[Start]
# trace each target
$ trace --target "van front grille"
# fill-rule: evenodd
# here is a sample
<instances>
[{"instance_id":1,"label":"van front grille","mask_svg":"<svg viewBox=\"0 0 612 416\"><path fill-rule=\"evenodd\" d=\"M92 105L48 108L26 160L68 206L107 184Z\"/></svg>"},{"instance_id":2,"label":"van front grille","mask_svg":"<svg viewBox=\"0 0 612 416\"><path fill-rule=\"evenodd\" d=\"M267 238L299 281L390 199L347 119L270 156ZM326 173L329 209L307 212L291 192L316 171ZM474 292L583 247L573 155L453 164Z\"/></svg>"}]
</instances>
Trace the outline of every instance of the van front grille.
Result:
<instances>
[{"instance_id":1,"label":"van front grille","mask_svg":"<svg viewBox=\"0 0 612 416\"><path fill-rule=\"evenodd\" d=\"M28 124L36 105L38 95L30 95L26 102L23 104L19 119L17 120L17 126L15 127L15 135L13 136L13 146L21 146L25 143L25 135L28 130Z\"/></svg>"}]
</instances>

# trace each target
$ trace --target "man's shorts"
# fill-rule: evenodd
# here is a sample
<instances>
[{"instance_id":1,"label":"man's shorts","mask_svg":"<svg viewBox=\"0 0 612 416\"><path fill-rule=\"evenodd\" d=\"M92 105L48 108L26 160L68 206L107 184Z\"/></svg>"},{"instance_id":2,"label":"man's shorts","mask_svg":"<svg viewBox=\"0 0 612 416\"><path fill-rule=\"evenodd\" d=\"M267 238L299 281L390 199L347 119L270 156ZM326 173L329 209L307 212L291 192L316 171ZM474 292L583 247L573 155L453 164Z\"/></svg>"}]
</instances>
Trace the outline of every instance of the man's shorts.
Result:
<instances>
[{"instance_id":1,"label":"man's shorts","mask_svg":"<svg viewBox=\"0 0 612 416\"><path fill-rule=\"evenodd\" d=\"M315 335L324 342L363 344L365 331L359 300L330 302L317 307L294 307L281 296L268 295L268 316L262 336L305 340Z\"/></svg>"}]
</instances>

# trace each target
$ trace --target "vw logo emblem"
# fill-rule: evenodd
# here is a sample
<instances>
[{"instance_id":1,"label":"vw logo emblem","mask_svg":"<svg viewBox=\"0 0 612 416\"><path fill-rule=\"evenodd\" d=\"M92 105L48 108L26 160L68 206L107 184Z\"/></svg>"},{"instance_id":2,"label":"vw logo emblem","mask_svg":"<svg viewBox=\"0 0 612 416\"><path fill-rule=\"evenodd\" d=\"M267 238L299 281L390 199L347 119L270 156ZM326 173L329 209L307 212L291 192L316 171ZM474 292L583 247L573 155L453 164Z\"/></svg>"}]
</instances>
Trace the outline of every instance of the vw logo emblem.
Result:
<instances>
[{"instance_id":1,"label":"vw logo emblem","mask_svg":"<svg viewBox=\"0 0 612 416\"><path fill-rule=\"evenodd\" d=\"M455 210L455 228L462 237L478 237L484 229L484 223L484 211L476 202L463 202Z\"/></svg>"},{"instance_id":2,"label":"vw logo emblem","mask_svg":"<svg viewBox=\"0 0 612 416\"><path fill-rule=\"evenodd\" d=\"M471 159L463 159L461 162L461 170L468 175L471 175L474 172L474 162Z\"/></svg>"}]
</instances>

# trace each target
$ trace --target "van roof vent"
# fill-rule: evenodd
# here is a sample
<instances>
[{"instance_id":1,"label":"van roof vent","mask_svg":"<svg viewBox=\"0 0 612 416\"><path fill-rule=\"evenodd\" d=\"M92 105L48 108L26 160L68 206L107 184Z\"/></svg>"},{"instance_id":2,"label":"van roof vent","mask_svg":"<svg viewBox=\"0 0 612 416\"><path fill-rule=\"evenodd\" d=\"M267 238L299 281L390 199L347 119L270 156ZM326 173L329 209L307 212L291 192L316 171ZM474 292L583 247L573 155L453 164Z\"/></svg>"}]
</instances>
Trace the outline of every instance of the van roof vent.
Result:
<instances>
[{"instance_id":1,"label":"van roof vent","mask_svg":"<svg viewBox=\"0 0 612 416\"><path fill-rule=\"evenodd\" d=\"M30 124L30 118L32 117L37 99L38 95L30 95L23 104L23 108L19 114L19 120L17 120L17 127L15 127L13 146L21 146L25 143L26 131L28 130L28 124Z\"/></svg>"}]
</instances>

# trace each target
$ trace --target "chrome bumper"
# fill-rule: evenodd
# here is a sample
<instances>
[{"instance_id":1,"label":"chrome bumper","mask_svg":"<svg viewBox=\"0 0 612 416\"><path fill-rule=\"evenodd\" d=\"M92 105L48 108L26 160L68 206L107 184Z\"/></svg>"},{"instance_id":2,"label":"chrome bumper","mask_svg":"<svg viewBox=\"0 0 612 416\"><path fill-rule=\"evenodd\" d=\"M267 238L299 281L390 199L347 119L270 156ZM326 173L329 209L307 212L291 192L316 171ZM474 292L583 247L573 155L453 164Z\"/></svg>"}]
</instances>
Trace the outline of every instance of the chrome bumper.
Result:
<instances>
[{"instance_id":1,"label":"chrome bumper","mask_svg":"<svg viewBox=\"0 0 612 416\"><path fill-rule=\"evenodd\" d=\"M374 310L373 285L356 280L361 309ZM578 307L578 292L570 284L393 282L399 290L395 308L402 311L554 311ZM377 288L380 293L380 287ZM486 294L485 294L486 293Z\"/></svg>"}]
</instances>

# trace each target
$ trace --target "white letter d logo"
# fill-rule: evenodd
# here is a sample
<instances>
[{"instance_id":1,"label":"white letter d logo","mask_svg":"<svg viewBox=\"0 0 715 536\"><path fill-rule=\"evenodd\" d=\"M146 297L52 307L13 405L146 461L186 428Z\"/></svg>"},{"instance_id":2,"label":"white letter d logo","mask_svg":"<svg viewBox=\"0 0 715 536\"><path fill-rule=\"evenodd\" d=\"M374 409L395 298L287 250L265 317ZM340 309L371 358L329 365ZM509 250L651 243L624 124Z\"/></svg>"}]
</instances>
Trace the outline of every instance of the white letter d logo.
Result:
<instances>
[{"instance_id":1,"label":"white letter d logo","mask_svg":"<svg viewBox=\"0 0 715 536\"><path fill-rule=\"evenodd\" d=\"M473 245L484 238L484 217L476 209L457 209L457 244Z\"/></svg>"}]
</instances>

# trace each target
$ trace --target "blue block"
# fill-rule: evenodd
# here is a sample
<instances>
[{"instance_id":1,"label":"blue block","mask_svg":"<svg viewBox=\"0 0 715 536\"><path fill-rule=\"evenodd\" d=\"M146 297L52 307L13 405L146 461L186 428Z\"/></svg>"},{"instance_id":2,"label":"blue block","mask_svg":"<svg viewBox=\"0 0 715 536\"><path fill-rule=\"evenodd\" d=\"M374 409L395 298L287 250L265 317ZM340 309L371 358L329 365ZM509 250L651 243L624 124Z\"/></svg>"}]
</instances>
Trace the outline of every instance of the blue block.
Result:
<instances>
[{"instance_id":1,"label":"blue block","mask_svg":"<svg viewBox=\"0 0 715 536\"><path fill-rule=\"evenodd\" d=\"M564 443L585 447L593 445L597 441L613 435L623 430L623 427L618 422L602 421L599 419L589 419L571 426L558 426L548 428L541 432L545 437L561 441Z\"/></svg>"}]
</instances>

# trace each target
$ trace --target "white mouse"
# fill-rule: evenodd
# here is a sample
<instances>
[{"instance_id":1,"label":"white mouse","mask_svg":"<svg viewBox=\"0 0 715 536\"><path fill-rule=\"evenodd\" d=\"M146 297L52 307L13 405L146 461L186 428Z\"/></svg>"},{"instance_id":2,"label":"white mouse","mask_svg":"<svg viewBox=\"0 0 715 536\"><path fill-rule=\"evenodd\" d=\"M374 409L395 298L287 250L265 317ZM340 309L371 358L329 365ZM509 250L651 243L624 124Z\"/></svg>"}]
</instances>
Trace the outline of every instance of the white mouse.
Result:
[End]
## Exercise prompt
Reproduce every line above that contains the string "outline", matching case exactly.

## The answer
Trace the outline of every instance of the van front grille.
Trace the outline of every instance of the man's shorts.
Trace the outline of every instance of the vw logo emblem.
Trace the outline of every instance of the van roof vent.
Trace the outline of every instance of the chrome bumper.
Trace the outline of every instance of the white letter d logo.
Trace the outline of every instance of the blue block.
Trace the outline of every instance of the white mouse.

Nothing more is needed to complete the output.